| Exercise input |
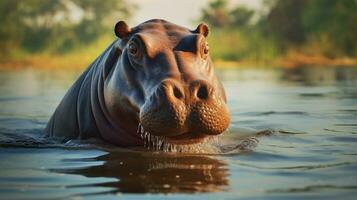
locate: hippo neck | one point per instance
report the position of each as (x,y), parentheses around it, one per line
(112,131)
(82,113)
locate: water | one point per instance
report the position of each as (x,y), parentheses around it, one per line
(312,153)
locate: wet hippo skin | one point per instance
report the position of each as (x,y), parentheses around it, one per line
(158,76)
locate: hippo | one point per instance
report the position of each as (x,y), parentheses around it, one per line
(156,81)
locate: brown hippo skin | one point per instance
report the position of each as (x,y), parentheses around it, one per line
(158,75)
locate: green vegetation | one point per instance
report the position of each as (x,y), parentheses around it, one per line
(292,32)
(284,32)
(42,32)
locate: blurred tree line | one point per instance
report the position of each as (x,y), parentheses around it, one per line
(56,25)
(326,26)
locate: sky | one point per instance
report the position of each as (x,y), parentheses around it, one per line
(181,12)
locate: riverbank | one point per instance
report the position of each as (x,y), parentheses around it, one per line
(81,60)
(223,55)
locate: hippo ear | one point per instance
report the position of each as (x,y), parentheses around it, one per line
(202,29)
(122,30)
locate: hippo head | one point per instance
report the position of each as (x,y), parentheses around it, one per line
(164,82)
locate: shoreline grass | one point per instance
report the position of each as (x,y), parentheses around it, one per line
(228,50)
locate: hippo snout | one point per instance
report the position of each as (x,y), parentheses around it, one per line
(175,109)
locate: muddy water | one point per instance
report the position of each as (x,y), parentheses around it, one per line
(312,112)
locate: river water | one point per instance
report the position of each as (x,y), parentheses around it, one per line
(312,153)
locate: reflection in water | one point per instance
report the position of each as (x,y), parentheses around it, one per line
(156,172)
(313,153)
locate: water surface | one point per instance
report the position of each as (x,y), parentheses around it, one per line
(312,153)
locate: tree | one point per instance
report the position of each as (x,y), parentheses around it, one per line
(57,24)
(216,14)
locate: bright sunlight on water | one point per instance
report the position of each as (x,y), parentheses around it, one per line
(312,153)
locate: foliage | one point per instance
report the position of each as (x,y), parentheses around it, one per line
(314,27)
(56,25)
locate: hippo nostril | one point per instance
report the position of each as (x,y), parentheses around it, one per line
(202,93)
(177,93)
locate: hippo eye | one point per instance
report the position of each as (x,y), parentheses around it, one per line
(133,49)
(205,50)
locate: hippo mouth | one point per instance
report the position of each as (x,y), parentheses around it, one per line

| What to do |
Please, without any of the pictures, set down exactly the lines from the beginning of the listing to the line that contains "locate: water | one point per instance", inclusive.

| Reply |
locate: hippo neck | one point per instance
report the position of each as (x,y), parentheses around it, one per line
(112,131)
(82,113)
locate: water | one point per instance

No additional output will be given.